## Passage provided
--*--

Why Lock-free Programming is Hard and How I Found a Bug in Lecture Slide

How I Found a Subtle Bug Hiding in a CMU 15-418/618 Lecture Slide

Lock-free programming has this magical aura around it. If you’ve ever heard of lock-free programming, you’ve probably seen those neat little Compare-And-Swap (CAS) loops that seem to solve everything.

I found a bug in a CAS loop that had been sitting quietly in CMU’s 15-418 Parallel Computer Architecture lecture slide for years.

The “Simple” Example

Here’s what the example in lecture slide looked like:

// atomic compare and swap
int atomicCAS(int* addr, int compare, int val) {
    int old = *addr;
    *addr = (old == compare) ? val : old;
    return old;
}

// build atomic max using CAS
void atomic_max(int* addr, int x) {
    int old = *addr;
    int new = max(old, x);
    while (atomicCAS(addr, old, new) != old) {
        old = *addr;
        new = max(old, x);
    }
}

The idea is:

atomicCAS() is a hardware primitive that atomically checks if *addr still equals compare.
If it does, it replaces it with val.
If not, someone else modified it — so you retry.

atomic_max() uses this to atomically set a memory location to the max of its current value and x.

--*--

## Data shown
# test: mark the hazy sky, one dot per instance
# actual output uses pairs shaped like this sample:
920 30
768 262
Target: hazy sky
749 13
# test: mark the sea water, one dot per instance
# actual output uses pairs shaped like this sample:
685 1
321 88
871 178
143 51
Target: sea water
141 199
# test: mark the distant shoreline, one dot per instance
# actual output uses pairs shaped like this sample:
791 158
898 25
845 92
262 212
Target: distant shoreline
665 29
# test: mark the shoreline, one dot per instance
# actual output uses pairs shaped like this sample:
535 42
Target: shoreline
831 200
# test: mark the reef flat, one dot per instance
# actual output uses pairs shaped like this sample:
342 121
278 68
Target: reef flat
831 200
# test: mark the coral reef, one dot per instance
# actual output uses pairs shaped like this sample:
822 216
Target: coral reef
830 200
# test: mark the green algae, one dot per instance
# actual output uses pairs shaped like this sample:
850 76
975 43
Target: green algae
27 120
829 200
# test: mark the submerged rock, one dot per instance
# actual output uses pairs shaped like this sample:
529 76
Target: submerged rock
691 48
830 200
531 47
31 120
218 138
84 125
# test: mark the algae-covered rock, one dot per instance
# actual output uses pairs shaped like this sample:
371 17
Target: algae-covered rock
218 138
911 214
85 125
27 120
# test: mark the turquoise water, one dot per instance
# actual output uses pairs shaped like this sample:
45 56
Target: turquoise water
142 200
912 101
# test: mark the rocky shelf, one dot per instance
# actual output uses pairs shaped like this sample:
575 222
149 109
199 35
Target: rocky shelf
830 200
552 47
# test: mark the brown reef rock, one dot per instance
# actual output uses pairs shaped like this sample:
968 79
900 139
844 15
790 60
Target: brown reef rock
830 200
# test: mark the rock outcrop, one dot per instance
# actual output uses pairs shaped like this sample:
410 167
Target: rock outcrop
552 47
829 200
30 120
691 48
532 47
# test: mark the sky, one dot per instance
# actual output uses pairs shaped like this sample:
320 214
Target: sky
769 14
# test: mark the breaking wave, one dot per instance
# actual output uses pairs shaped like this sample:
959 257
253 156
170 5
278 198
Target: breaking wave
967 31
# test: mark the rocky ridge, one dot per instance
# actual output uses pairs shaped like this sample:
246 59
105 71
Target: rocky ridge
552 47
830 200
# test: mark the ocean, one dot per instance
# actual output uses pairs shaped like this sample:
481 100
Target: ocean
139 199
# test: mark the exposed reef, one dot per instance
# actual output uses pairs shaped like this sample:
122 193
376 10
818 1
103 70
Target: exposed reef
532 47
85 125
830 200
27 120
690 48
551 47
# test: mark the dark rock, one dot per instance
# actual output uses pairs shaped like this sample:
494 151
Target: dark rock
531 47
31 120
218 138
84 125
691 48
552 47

--*--

## Stated task 1
List the parameters of the atomicCAS function in the lock-free programming article.
## Stated task 2
According to the lock-free programming article, which course's lecture slide held the buggy CAS loop?
## Stated task 3
Please carry on the lock-free programming article from its final sentence.

## Expected answer 1
int* addr, int compare, int val

## Expected answer 2
CMU's 15-418 Parallel Computer Architecture course.

## Expected answer 3
The Bug

When I was looking at the code during lecture, I thought it was fine. Then after staring at it for 2 minutes, I pointed out it could potentially get stuck in an infinite loop during the lecture (from pure intuition without detailed tracing), and the professor acknowledged that it is indeed buggy. So I dived a bit deeper after class:

Something is off about this line inside the while loop in atomic_max():

old = *addr;

It looks innocent, right? Just reload the current value before retrying.

But here’s the subtlety: that load isn’t atomic. It’s just a plain read from memory that could be changing right now because another thread is also in the middle of its own CAS operation.

So by the time you compute new = max(old, x) again, your old might already be stale — and you’ve broken the atomic guarantee.

What Really Goes Wrong (Illustrated)

Let’s see why this matters with a concrete interleaving example.

Imagine two threads running atomic_max(&v, x) on the same variable v:

v = 10 initially
Thread A calls atomic_max(&v, 15)
Thread B calls atomic_max(&v, 12)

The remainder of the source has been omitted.